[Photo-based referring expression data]
==================================================

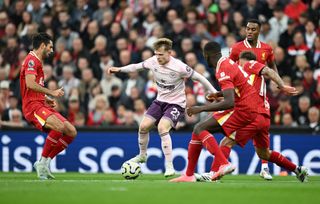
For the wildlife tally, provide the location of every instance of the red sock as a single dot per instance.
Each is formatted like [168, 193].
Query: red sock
[282, 161]
[194, 150]
[50, 143]
[63, 143]
[210, 143]
[226, 152]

==================================================

* EXERCISE REQUIREMENTS
Reproduce these records exactly, but not the pictures.

* WORKED SOLUTION
For the wildlife tally, provide the location of every instance of the red sock as a single dot per instance.
Each is formatted like [168, 193].
Query: red sock
[282, 161]
[194, 150]
[50, 143]
[63, 143]
[210, 143]
[226, 152]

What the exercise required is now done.